Task directions >>
Please change "biggest" to "largest" everywhere it occurs in the rows below and keep everything else the same. Leave the pictures out of your answer.

Material for this exercise >>
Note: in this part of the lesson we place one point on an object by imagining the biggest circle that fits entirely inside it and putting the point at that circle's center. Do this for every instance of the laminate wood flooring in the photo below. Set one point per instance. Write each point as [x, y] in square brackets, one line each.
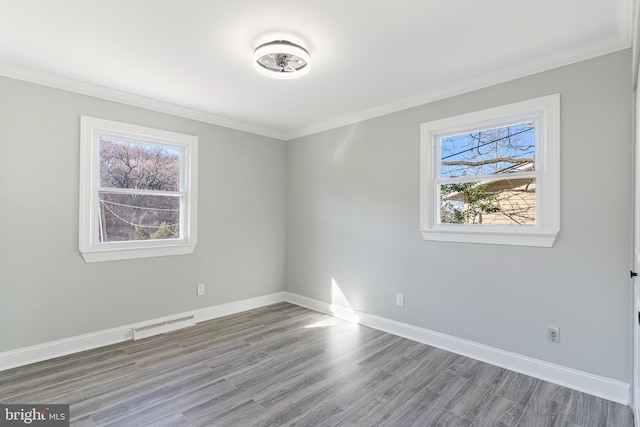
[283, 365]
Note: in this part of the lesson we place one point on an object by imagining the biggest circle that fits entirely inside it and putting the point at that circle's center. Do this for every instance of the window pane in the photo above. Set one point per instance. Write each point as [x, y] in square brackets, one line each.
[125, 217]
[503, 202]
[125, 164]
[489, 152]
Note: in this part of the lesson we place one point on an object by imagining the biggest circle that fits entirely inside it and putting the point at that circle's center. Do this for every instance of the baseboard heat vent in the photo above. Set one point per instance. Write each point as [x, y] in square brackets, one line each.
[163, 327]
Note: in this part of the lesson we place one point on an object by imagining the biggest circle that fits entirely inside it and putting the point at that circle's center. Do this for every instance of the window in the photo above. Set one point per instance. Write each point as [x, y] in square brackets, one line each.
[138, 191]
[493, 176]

Output for this exercise >>
Note: in this part of the lesson we place one point on an object by imagining the largest circle that fits entirely inside it and putting the point at that circle's center. Do this for every instance of the laminate wood flooring in the photo below. Set one point per instance. Write each point as [x, y] in square brackets, one line each.
[283, 365]
Note: in this part of the lesson we place one point on an object by imagining the largest circle that fits entirely inside it and putting the point at that circle's center. Do this for every instance of the window pane in the photo above. Set one point per instance. Write each point as [x, y] in square brackets, one line each.
[125, 217]
[503, 202]
[125, 164]
[489, 152]
Note: in this part of the lesson we place one point on an object by imagining the largest circle that fits entirely inside it and putting the point at that circle's center. Do this for every instance of the baseboard heat vent in the photo above. Set one point per instance. Write each point as [x, y] in square brackets, one line each.
[163, 327]
Note: in this part of the lesson we place one point on an object by imagining the largest circle that fits entirely inside it and putting the point at that circle's center. Do this for every instance of the window in the photo above. Set one point per instance. Write each point as [x, y] in square brackets, one line each.
[138, 191]
[493, 176]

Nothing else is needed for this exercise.